List every line in the items below that contains the word "door", copying each such line in full. Treat uppercase and lowercase as different when matching.

* START *

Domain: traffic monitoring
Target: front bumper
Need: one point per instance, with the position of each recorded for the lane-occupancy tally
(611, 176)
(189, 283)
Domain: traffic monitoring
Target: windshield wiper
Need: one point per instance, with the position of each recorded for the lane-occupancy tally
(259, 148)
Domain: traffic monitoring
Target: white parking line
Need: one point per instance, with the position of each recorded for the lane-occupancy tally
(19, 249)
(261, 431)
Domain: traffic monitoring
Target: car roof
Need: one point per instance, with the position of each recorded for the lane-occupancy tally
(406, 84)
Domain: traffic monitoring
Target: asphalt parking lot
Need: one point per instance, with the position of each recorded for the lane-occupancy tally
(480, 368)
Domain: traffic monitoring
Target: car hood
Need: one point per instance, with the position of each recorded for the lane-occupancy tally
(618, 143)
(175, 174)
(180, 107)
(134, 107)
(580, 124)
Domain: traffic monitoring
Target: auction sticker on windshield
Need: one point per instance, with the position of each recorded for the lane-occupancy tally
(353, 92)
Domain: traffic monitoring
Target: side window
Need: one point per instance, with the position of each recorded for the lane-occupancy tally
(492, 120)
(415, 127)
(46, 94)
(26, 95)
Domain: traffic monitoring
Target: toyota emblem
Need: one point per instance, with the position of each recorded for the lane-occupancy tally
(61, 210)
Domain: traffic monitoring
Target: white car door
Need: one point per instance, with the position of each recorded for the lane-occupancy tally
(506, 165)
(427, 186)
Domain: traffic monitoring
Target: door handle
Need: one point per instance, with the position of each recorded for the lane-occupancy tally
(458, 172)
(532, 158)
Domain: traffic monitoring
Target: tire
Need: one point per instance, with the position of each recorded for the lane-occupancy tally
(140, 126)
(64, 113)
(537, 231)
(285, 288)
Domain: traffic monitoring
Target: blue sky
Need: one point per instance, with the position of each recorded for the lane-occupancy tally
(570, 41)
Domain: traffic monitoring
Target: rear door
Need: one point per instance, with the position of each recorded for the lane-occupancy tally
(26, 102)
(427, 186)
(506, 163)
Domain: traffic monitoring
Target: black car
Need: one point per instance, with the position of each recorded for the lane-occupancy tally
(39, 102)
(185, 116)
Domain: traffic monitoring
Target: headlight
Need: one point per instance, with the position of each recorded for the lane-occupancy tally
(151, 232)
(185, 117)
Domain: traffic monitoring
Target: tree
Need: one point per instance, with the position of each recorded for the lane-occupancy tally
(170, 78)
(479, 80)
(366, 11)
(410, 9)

* END *

** Solution **
Target: white car door
Target: door handle
Target: rear door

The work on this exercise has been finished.